Your instructions: Please render the records below as a Markdown table with two columns, Row and Line, giving each non-blank line its own numbered row and leaving out blank lines.

** start Supplied records **

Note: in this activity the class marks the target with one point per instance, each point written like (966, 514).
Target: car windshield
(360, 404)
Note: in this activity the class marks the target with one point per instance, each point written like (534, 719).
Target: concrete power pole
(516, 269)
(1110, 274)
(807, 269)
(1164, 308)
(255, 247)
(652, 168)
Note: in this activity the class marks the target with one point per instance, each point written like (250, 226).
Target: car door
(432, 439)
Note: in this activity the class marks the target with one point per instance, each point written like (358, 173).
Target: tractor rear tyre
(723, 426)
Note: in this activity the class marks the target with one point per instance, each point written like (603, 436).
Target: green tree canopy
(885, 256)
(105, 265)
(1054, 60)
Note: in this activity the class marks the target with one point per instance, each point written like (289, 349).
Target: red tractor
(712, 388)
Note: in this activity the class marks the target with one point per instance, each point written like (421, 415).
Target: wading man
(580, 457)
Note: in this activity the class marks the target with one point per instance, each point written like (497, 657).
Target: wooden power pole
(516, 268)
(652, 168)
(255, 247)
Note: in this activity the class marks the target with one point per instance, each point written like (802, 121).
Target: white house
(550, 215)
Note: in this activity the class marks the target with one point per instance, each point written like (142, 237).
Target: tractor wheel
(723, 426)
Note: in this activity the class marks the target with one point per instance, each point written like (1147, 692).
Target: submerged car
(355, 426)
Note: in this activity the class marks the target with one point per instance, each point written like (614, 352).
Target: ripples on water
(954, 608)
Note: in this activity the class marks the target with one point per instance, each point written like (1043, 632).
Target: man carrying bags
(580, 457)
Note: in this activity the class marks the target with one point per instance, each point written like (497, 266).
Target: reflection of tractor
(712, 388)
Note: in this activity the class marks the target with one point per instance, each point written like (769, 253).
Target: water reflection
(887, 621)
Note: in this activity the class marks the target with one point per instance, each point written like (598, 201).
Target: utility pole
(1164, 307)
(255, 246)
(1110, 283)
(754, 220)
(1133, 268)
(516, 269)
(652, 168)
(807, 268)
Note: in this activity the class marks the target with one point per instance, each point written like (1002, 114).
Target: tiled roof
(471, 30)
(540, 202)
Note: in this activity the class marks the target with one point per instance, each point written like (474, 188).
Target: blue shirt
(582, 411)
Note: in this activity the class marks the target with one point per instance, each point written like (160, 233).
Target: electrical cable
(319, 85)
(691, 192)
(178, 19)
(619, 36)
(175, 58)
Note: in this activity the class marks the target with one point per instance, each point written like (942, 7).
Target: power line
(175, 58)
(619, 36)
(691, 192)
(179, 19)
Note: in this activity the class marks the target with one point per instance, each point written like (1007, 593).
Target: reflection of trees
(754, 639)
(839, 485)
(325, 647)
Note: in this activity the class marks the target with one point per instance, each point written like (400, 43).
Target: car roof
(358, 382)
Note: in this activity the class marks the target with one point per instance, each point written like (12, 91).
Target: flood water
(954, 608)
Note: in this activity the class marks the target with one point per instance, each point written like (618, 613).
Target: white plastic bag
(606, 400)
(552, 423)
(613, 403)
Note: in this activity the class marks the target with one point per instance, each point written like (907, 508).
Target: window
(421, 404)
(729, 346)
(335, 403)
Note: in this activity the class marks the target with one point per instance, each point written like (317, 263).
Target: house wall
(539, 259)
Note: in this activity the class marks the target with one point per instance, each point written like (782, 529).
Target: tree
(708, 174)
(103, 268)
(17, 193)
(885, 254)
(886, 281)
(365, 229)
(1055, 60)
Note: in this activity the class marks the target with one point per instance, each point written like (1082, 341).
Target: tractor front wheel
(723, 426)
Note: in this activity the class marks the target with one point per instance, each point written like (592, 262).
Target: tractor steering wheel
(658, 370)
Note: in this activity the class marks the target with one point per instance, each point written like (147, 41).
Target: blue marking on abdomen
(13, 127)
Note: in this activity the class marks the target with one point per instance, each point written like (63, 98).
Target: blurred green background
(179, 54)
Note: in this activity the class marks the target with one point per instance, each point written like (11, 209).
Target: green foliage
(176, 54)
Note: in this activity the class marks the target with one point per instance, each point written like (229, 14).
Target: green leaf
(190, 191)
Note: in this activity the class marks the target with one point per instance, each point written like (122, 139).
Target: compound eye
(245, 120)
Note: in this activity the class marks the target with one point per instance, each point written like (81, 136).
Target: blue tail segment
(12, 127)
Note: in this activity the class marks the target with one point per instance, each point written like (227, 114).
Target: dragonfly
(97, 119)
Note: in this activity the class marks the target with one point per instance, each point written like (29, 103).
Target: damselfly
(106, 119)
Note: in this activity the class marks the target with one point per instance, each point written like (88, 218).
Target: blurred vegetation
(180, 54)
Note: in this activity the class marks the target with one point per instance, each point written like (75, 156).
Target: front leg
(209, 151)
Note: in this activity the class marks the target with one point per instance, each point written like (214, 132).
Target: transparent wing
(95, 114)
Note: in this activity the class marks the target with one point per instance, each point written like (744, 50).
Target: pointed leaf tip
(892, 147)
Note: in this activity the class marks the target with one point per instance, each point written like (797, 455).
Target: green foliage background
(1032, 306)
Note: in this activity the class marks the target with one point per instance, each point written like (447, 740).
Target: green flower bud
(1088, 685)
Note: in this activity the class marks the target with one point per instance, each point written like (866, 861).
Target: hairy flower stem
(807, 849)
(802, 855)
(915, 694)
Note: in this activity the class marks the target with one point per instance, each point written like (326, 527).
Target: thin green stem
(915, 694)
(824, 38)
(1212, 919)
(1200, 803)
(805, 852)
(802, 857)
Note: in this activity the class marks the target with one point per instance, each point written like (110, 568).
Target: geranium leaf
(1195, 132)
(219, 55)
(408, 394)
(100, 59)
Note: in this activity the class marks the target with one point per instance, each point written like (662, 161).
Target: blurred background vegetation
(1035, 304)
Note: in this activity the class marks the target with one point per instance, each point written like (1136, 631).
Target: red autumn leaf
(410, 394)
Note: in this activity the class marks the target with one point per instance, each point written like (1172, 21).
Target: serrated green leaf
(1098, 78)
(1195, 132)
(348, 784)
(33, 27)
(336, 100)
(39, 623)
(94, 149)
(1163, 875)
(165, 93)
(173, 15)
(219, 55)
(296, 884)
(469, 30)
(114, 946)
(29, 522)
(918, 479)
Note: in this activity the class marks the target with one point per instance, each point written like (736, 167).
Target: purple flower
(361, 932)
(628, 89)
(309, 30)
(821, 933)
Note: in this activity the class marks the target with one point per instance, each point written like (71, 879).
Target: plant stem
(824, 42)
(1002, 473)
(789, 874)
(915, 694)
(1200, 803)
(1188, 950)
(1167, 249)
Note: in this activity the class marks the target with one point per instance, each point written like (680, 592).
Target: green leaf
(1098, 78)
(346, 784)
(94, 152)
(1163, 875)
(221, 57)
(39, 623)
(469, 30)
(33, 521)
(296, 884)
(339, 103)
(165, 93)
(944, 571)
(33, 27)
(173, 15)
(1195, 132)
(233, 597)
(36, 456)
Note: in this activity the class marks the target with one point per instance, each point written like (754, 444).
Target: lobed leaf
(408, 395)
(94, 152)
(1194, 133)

** end Supplied records **

Solution:
| Row | Line |
|---|---|
| 1 | Note: in this activity the class marks the target with one point per instance, each point written like (966, 514). |
| 2 | Target: car windshield |
| 3 | (360, 404) |
| 4 | Note: in this activity the class marks the target with one point per instance, each point written like (534, 719). |
| 5 | Target: concrete power pole |
| 6 | (516, 269) |
| 7 | (1110, 274) |
| 8 | (807, 269) |
| 9 | (1164, 308) |
| 10 | (255, 247) |
| 11 | (652, 168) |
| 12 | Note: in this activity the class marks the target with one point per instance, each point written like (250, 226). |
| 13 | Target: car door |
| 14 | (432, 439) |
| 15 | Note: in this activity the class marks the target with one point per instance, each point written like (358, 173). |
| 16 | Target: tractor rear tyre |
| 17 | (723, 426) |
| 18 | Note: in this activity the class marks the target with one point per instance, each point written like (603, 436). |
| 19 | Target: green tree canopy |
| 20 | (885, 256) |
| 21 | (105, 265) |
| 22 | (1054, 60) |
| 23 | Note: in this activity the class marks the target with one point per instance, each point written like (289, 349). |
| 24 | Target: red tractor |
| 25 | (712, 388) |
| 26 | Note: in this activity the class marks the target with one point per instance, each point written like (421, 415). |
| 27 | Target: wading man |
| 28 | (580, 457) |
| 29 | Note: in this activity the class marks the target with one point per instance, each point written like (497, 657). |
| 30 | Target: wooden power pole |
| 31 | (516, 268) |
| 32 | (652, 168) |
| 33 | (255, 247) |
| 34 | Note: in this activity the class marks the target with one point per instance, each point written like (802, 121). |
| 35 | Target: white house |
| 36 | (550, 215) |
| 37 | Note: in this activity the class marks the target with one point per instance, each point written like (142, 237). |
| 38 | Target: tractor wheel |
| 39 | (723, 426) |
| 40 | Note: in this activity the class marks the target with one point per instance, each point written like (1147, 692). |
| 41 | Target: submerged car |
| 42 | (355, 426) |
| 43 | Note: in this activity the class marks the target with one point per instance, each point written like (614, 352). |
| 44 | Target: ripples on water |
| 45 | (954, 608) |
| 46 | Note: in this activity the class marks the target with one point per instance, each point written like (1043, 632). |
| 47 | Target: man carrying bags |
| 48 | (580, 457) |
| 49 | Note: in this activity the class marks the target with one point per instance, each point written like (497, 266). |
| 50 | Target: reflection of tractor |
| 51 | (712, 388) |
| 52 | Note: in this activity the class marks the target with one point per instance, each point written like (769, 253). |
| 53 | Target: water reflection |
| 54 | (887, 621) |
| 55 | Note: in this activity the class marks the target with one point per instance, each point written like (598, 201). |
| 56 | Target: utility pole |
| 57 | (1164, 307) |
| 58 | (255, 246) |
| 59 | (1110, 283) |
| 60 | (754, 220) |
| 61 | (1133, 268) |
| 62 | (516, 269) |
| 63 | (652, 168) |
| 64 | (807, 268) |
| 65 | Note: in this activity the class marks the target with one point per instance, each point written like (1002, 114). |
| 66 | Target: tiled roof |
| 67 | (471, 30) |
| 68 | (540, 202) |
| 69 | Note: in this activity the class marks the target with one point per instance, each point written like (474, 188). |
| 70 | Target: blue shirt |
| 71 | (582, 411) |
| 72 | Note: in this activity the class marks the target with one point per instance, each point written like (160, 233). |
| 73 | Target: electrical cable |
| 74 | (319, 85) |
| 75 | (691, 192) |
| 76 | (178, 19) |
| 77 | (619, 36) |
| 78 | (175, 58) |
| 79 | Note: in this activity the class marks the target with one point per instance, each point written like (942, 7). |
| 80 | Target: power line |
| 81 | (175, 58) |
| 82 | (619, 36) |
| 83 | (691, 192) |
| 84 | (179, 19) |
| 85 | Note: in this activity the class marks the target with one point per instance, each point written like (1007, 593). |
| 86 | Target: reflection of trees |
| 87 | (754, 639) |
| 88 | (839, 485) |
| 89 | (325, 647) |
| 90 | Note: in this activity the class marks the target with one point per instance, each point written like (400, 43). |
| 91 | Target: car roof |
| 92 | (358, 382) |
| 93 | Note: in this activity the class marks the target with one point per instance, each point written like (12, 91). |
| 94 | Target: flood water |
| 95 | (954, 608) |
| 96 | Note: in this activity the class marks the target with one point per instance, each point written like (618, 613). |
| 97 | Target: white plastic bag |
| 98 | (606, 400) |
| 99 | (552, 423) |
| 100 | (613, 403) |
| 101 | Note: in this activity the class marks the target with one point per instance, each point written like (907, 508). |
| 102 | Target: window |
| 103 | (421, 404) |
| 104 | (729, 346) |
| 105 | (335, 403) |
| 106 | Note: in this activity the class marks the target with one point per instance, each point written like (317, 263). |
| 107 | Target: house wall |
| 108 | (539, 259) |
| 109 | Note: in this activity the class marks the target with one point per instance, each point written like (782, 529). |
| 110 | Target: tree |
| 111 | (708, 174) |
| 112 | (103, 268) |
| 113 | (17, 193) |
| 114 | (885, 254) |
| 115 | (886, 281) |
| 116 | (365, 229) |
| 117 | (1055, 60) |
| 118 | Note: in this activity the class marks the target with one point per instance, each point written like (1082, 341). |
| 119 | Target: tractor front wheel |
| 120 | (723, 426) |
| 121 | Note: in this activity the class marks the target with one point per instance, each point written like (592, 262). |
| 122 | Target: tractor steering wheel |
| 123 | (658, 370) |
| 124 | Note: in this activity the class marks the target with one point per instance, each point written like (147, 41). |
| 125 | Target: blue marking on abdomen |
| 126 | (13, 127) |
| 127 | Note: in this activity the class marks the target with one point per instance, each point written like (63, 98). |
| 128 | Target: blurred green background |
| 129 | (179, 54) |
| 130 | Note: in this activity the class marks the target with one point per instance, each point written like (11, 209). |
| 131 | Target: green foliage |
| 132 | (176, 54) |
| 133 | Note: in this activity the class marks the target with one point per instance, each point written like (229, 14). |
| 134 | Target: green leaf |
| 135 | (190, 191) |
| 136 | Note: in this activity the class marks the target with one point per instance, each point written like (122, 139). |
| 137 | Target: compound eye |
| 138 | (245, 120) |
| 139 | Note: in this activity the class marks the target with one point per instance, each point written like (81, 136). |
| 140 | Target: blue tail segment |
| 141 | (12, 127) |
| 142 | Note: in this activity the class marks the target with one point per instance, each point written like (227, 114). |
| 143 | Target: dragonfly |
| 144 | (97, 119) |
| 145 | Note: in this activity the class marks the target with one point per instance, each point written like (29, 103). |
| 146 | Target: damselfly |
| 147 | (106, 119) |
| 148 | Note: in this activity the class marks the target with one point per instance, each point written like (88, 218). |
| 149 | Target: blurred vegetation |
| 150 | (180, 54) |
| 151 | Note: in this activity the class marks the target with one point per instance, each point written like (75, 156). |
| 152 | Target: front leg |
| 153 | (209, 151) |
| 154 | Note: in this activity the class marks the target with one point per instance, each point written like (214, 132). |
| 155 | Target: transparent wing |
| 156 | (95, 114) |
| 157 | Note: in this activity the class marks the target with one point per instance, each point written like (744, 50). |
| 158 | Target: pointed leaf tip |
| 159 | (892, 147) |
| 160 | Note: in this activity the class marks the target with one point per instance, each point written like (797, 455). |
| 161 | Target: green foliage background |
| 162 | (1032, 306) |
| 163 | Note: in this activity the class marks the target with one point per instance, each point written like (447, 740). |
| 164 | Target: green flower bud |
| 165 | (1088, 685) |
| 166 | Note: in this activity the class marks the target with one point per instance, each point written like (866, 861). |
| 167 | Target: hairy flower stem |
| 168 | (807, 849) |
| 169 | (802, 855) |
| 170 | (915, 694) |
| 171 | Note: in this activity the class marks the target with one point per instance, each point written like (326, 527). |
| 172 | Target: thin green stem |
| 173 | (915, 694) |
| 174 | (824, 38) |
| 175 | (1212, 919) |
| 176 | (1200, 803) |
| 177 | (805, 852) |
| 178 | (802, 857) |
| 179 | Note: in this activity the class marks the target with one point per instance, each point written like (110, 568). |
| 180 | Target: geranium leaf |
| 181 | (1195, 132) |
| 182 | (219, 55) |
| 183 | (408, 394) |
| 184 | (100, 59) |
| 185 | Note: in this activity the class marks the target with one point per instance, each point written like (662, 161). |
| 186 | Target: blurred background vegetation |
| 187 | (1035, 304) |
| 188 | Note: in this activity the class marks the target with one point per instance, each point written like (1136, 631). |
| 189 | Target: red autumn leaf |
| 190 | (410, 394) |
| 191 | Note: in this activity the class marks the target with one point per instance, each point written like (1172, 21). |
| 192 | Target: serrated green leaf |
| 193 | (1098, 78) |
| 194 | (1195, 132) |
| 195 | (348, 784) |
| 196 | (33, 27) |
| 197 | (336, 100) |
| 198 | (39, 623) |
| 199 | (94, 149) |
| 200 | (1163, 875) |
| 201 | (165, 93) |
| 202 | (173, 15) |
| 203 | (219, 55) |
| 204 | (296, 884) |
| 205 | (469, 30) |
| 206 | (114, 946) |
| 207 | (29, 522) |
| 208 | (918, 479) |
| 209 | Note: in this activity the class marks the target with one point per instance, each point written like (736, 167). |
| 210 | Target: purple flower |
| 211 | (361, 932) |
| 212 | (628, 89) |
| 213 | (309, 30) |
| 214 | (821, 933) |
| 215 | Note: in this activity the class marks the target with one point per instance, each point written like (71, 879). |
| 216 | Target: plant stem |
| 217 | (824, 42) |
| 218 | (1002, 473) |
| 219 | (789, 874) |
| 220 | (915, 694) |
| 221 | (1200, 803) |
| 222 | (1188, 950) |
| 223 | (1167, 249) |
| 224 | Note: in this activity the class marks the target with one point per instance, each point written like (680, 592). |
| 225 | Target: green leaf |
| 226 | (1098, 78) |
| 227 | (346, 784) |
| 228 | (94, 152) |
| 229 | (1163, 875) |
| 230 | (221, 57) |
| 231 | (39, 623) |
| 232 | (469, 30) |
| 233 | (33, 521) |
| 234 | (296, 884) |
| 235 | (339, 103) |
| 236 | (165, 93) |
| 237 | (944, 571) |
| 238 | (33, 27) |
| 239 | (173, 15) |
| 240 | (1195, 132) |
| 241 | (233, 597) |
| 242 | (36, 456) |
| 243 | Note: in this activity the class marks the target with one point per instance, each point written like (754, 444). |
| 244 | Target: lobed leaf |
| 245 | (408, 395) |
| 246 | (94, 152) |
| 247 | (1194, 133) |